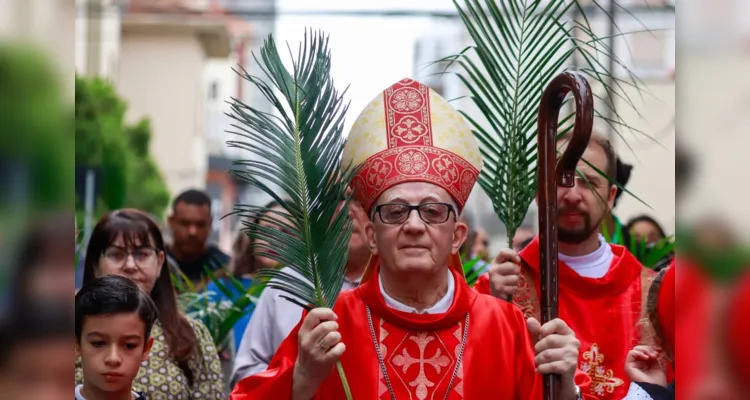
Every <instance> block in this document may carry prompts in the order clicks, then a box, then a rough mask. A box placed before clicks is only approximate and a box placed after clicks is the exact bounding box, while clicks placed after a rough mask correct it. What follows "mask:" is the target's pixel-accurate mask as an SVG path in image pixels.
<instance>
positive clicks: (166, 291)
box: [75, 209, 224, 400]
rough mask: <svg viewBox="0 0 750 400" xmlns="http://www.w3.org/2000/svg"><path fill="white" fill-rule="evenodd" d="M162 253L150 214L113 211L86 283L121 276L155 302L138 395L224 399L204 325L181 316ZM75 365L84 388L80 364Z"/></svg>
mask: <svg viewBox="0 0 750 400" xmlns="http://www.w3.org/2000/svg"><path fill="white" fill-rule="evenodd" d="M164 248H165V247H164V238H163V237H162V234H161V231H160V230H159V227H158V226H157V225H156V223H155V222H154V221H153V220H152V219H151V218H150V217H149V216H148V215H146V214H145V213H143V212H141V211H139V210H134V209H123V210H117V211H112V212H110V213H109V214H107V215H105V216H104V217H103V218H102V219H101V220H100V221H99V222H98V223H97V224H96V226H95V227H94V230H93V232H92V234H91V239H90V240H89V244H88V248H87V251H86V261H85V264H84V271H83V283H84V284H86V283H87V282H89V281H91V280H93V279H94V278H96V277H100V276H104V275H121V276H124V277H127V278H130V279H131V280H133V282H135V283H136V284H137V285H138V287H140V288H141V289H142V290H143V291H145V292H146V293H149V294H150V295H151V298H152V299H153V300H154V303H156V307H157V308H158V310H159V320H158V321H157V322H156V324H155V325H154V327H153V330H152V332H151V335H152V337H153V338H154V344H153V346H152V348H151V352H150V355H149V357H148V360H146V361H144V362H143V363H142V364H141V368H140V371H138V376H137V377H136V379H135V381H134V382H133V387H134V389H135V390H137V391H139V392H142V393H144V394H145V395H146V396H147V397H148V398H149V399H159V398H165V399H184V400H188V399H196V398H201V399H222V398H223V395H224V382H223V380H222V371H221V363H220V362H219V358H218V356H217V354H216V349H215V347H214V345H213V341H212V340H211V336H210V334H209V332H208V329H206V327H205V326H204V325H203V323H201V322H200V321H195V320H192V319H190V318H188V317H186V316H185V315H183V314H182V313H180V311H179V309H178V307H177V298H176V296H175V291H174V287H173V286H172V281H171V278H170V274H169V268H168V266H167V261H166V255H165V252H164ZM97 340H99V339H97ZM123 351H127V346H125V347H124V348H123ZM75 365H76V383H77V384H80V383H81V380H82V375H83V374H82V371H81V364H80V360H76V364H75Z"/></svg>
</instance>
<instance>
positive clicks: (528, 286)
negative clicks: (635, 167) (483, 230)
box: [476, 134, 654, 400]
mask: <svg viewBox="0 0 750 400" xmlns="http://www.w3.org/2000/svg"><path fill="white" fill-rule="evenodd" d="M568 139H569V136H567V137H563V138H561V140H560V142H558V144H559V145H561V146H562V145H564V144H565V143H566V142H567V140H568ZM584 160H585V161H587V162H588V163H586V162H584ZM616 162H617V160H616V156H615V153H614V150H613V149H612V145H611V144H610V142H609V140H607V139H606V138H604V137H602V136H600V135H598V134H592V135H591V140H590V141H589V145H588V147H587V148H586V151H585V152H584V154H583V158H582V160H581V161H580V162H579V164H578V171H579V172H580V173H581V174H582V175H583V176H584V177H585V179H584V178H581V177H580V176H578V177H576V183H575V186H574V187H572V188H565V187H558V188H557V204H558V214H557V224H558V235H557V237H558V251H559V254H558V260H559V261H558V262H559V277H558V279H559V285H560V286H559V316H560V318H561V319H563V320H565V321H566V322H567V323H568V324H569V325H570V327H571V328H572V329H573V331H575V333H576V336H577V337H578V339H579V340H580V341H581V351H580V359H579V368H580V369H581V370H582V371H583V372H585V373H587V374H588V375H589V376H590V377H591V379H592V382H591V386H590V392H589V393H590V394H592V395H595V396H596V397H597V398H599V399H604V400H610V399H612V400H616V399H622V398H623V397H624V396H625V395H626V393H627V391H628V386H629V384H630V382H629V380H628V378H627V376H626V374H625V371H624V366H625V359H626V357H627V354H628V351H629V350H630V349H632V348H633V347H634V346H635V345H637V344H638V343H640V341H641V336H642V334H641V327H642V326H648V325H647V324H646V325H644V324H642V322H641V321H642V319H643V318H644V316H645V314H644V311H645V299H646V296H647V294H648V287H649V285H650V282H651V280H652V279H653V276H654V272H653V271H652V270H650V269H648V268H645V267H643V266H642V265H641V264H640V262H639V261H638V260H637V259H636V258H635V256H633V255H632V254H631V253H630V252H629V251H628V250H627V249H626V248H625V247H623V246H618V245H614V244H609V243H607V241H606V240H605V239H604V237H603V236H602V235H601V234H600V233H599V227H600V226H601V223H602V219H603V218H604V216H605V215H606V214H607V212H609V211H610V210H611V209H612V206H613V204H614V200H615V194H616V193H617V187H616V186H615V185H614V184H612V183H611V182H610V181H608V179H607V178H605V177H603V176H602V175H601V174H600V173H599V172H597V170H598V171H603V172H604V173H606V174H607V175H608V176H615V168H616ZM519 256H520V257H519ZM539 285H540V273H539V237H538V236H537V237H535V238H534V240H533V241H532V242H531V243H530V244H529V245H528V246H527V247H526V248H524V249H523V250H522V251H521V252H520V253H515V252H514V251H512V250H503V251H501V252H500V253H499V254H498V256H497V258H496V259H495V260H494V262H493V265H492V266H491V267H490V272H489V273H488V274H485V275H483V276H481V277H480V278H479V279H478V281H477V284H476V289H477V290H478V291H479V292H480V293H491V294H492V295H494V296H496V297H499V298H502V299H507V298H508V296H513V302H514V303H515V304H516V305H518V306H519V307H520V309H521V310H522V311H523V313H524V315H525V316H526V317H536V318H539V315H540V311H539V299H540V293H539V290H540V289H539Z"/></svg>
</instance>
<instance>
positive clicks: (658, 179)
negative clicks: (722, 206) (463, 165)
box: [414, 0, 675, 251]
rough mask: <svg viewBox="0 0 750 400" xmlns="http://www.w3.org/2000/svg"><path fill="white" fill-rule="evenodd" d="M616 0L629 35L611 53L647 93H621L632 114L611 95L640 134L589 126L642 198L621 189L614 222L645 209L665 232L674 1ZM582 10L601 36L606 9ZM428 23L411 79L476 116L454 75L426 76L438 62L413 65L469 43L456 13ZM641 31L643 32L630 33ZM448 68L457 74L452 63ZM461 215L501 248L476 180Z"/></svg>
mask: <svg viewBox="0 0 750 400" xmlns="http://www.w3.org/2000/svg"><path fill="white" fill-rule="evenodd" d="M598 3H599V4H601V5H602V6H603V7H605V8H606V7H608V6H609V4H608V2H607V1H602V0H599V1H598ZM618 3H619V4H620V5H621V6H622V7H625V8H626V9H627V10H628V12H625V11H622V10H621V9H620V10H621V11H620V12H619V13H616V14H615V15H616V16H615V22H616V24H617V26H619V27H620V30H621V31H622V32H625V33H629V34H627V35H624V36H621V37H618V38H617V39H616V41H615V46H614V48H615V52H616V55H617V57H618V59H620V60H621V62H622V63H623V64H624V65H625V66H626V67H627V69H628V70H630V71H632V72H633V73H635V74H636V75H638V76H639V77H640V79H641V80H642V81H643V82H644V89H645V90H646V91H649V92H650V93H651V96H645V95H644V96H643V100H641V96H640V94H639V93H638V91H637V90H634V89H632V88H629V89H627V92H626V96H625V97H626V98H630V99H635V100H633V102H634V104H635V105H636V107H635V111H634V110H633V109H632V108H630V107H628V106H627V103H626V102H625V101H624V100H622V99H616V109H617V110H618V112H619V113H620V116H621V118H622V121H624V122H625V123H626V124H628V125H631V126H632V127H633V128H635V129H637V130H640V131H642V132H643V133H642V134H633V133H631V132H630V131H629V130H625V131H624V132H623V134H622V138H624V139H625V140H622V138H620V136H618V135H617V134H614V133H610V132H609V131H608V130H607V129H606V126H605V124H600V123H599V122H600V121H598V122H597V125H596V127H595V129H597V130H598V131H601V132H602V133H604V134H607V135H610V136H611V138H612V140H613V144H614V146H615V148H616V150H617V152H618V153H619V155H620V156H621V157H622V159H623V160H624V161H625V162H628V163H630V164H634V169H633V174H632V175H631V179H630V182H629V183H628V185H627V189H628V190H629V191H631V192H632V193H633V194H635V195H636V196H638V197H639V198H640V200H642V201H640V200H638V199H635V198H633V197H632V196H628V195H627V194H626V195H625V197H624V198H623V199H621V201H620V204H618V208H617V214H618V215H619V216H620V217H621V218H622V219H628V218H630V217H632V216H634V215H637V214H641V213H647V214H649V215H651V216H653V217H654V218H655V219H656V220H657V221H659V222H660V223H662V224H663V225H664V226H665V228H666V230H667V231H668V232H670V233H671V232H673V231H674V224H675V221H674V220H675V207H674V129H673V120H674V116H675V100H674V87H675V85H674V80H673V71H674V60H675V36H674V25H675V14H674V6H673V5H671V6H670V4H668V2H667V3H665V4H663V5H655V4H654V1H650V2H648V3H649V4H650V7H646V6H645V5H646V3H647V0H628V1H620V2H618ZM586 10H587V17H588V19H589V22H590V24H591V26H592V29H593V30H594V31H595V32H597V34H598V35H600V36H607V35H608V29H609V21H610V20H609V19H608V18H607V17H606V14H605V13H604V12H601V11H599V10H596V9H594V8H592V7H587V8H586ZM572 17H573V16H571V18H572ZM434 26H435V28H434V29H431V30H430V33H429V34H427V35H425V36H424V37H422V38H421V39H420V40H419V41H418V42H417V44H416V49H415V65H417V66H418V67H417V69H416V70H415V72H414V76H415V77H416V78H418V79H421V80H423V81H424V82H425V83H426V84H428V85H429V86H431V87H433V88H436V89H437V90H438V91H439V92H441V94H443V95H444V97H446V98H448V99H456V98H460V99H458V100H456V101H454V102H453V104H454V105H455V106H456V107H457V108H459V109H461V110H463V111H464V112H466V113H468V114H469V115H470V116H474V117H476V118H477V119H479V120H481V118H482V117H481V113H479V110H477V109H476V107H475V106H474V105H473V103H472V102H471V100H470V99H469V98H468V96H469V93H468V91H466V89H465V88H464V85H463V84H462V83H461V82H460V80H458V79H457V78H456V77H455V76H453V75H450V74H447V75H442V76H430V74H434V73H436V72H438V71H439V69H440V68H441V67H444V65H434V66H433V67H431V68H429V69H428V70H421V69H420V68H419V66H424V65H426V64H428V63H430V62H432V61H435V60H438V59H440V58H442V57H445V56H448V55H452V54H457V53H458V52H460V51H462V50H463V49H464V48H466V47H467V46H469V45H470V44H472V40H471V37H470V36H469V35H468V32H467V31H466V29H465V27H464V25H463V23H462V22H461V20H460V19H459V18H457V16H456V17H455V18H441V19H436V20H435V21H434ZM647 30H651V32H638V31H647ZM630 32H633V33H630ZM600 58H601V60H602V62H603V63H604V62H605V60H606V56H604V55H602V56H601V57H600ZM571 64H572V63H571ZM604 65H606V64H604ZM451 69H452V70H453V71H457V70H456V69H455V68H451ZM449 71H450V70H449ZM616 71H617V72H616V73H617V74H618V76H620V77H625V74H626V72H627V70H625V69H624V68H616ZM594 90H598V91H600V88H596V87H594ZM600 109H601V108H600ZM631 149H632V150H631ZM657 171H658V172H657ZM644 203H645V204H644ZM465 212H466V213H467V214H469V218H470V219H471V220H473V221H481V224H479V225H481V226H482V227H483V228H484V229H485V230H487V231H488V233H489V234H490V236H491V237H492V243H493V246H495V247H494V248H493V251H496V250H498V249H499V248H503V247H507V244H506V243H507V237H506V232H505V227H504V225H503V224H502V222H500V221H499V219H498V217H497V216H496V215H495V213H494V210H493V209H492V202H491V201H490V199H489V198H488V197H487V195H486V194H485V193H484V192H483V190H482V189H481V188H480V187H479V185H477V186H476V187H475V188H474V191H473V192H472V196H471V197H470V199H469V201H468V203H467V207H466V211H465ZM536 219H537V217H536V205H535V204H533V203H532V205H531V208H530V210H529V213H528V215H527V216H526V219H525V221H524V225H525V226H535V225H536Z"/></svg>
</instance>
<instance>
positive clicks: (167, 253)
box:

********

**Work to be completed**
What lines in the listing include the string "positive"? Copy them out.

**Output**
positive clicks: (166, 291)
positive clicks: (528, 286)
positive clicks: (658, 179)
positive clicks: (167, 253)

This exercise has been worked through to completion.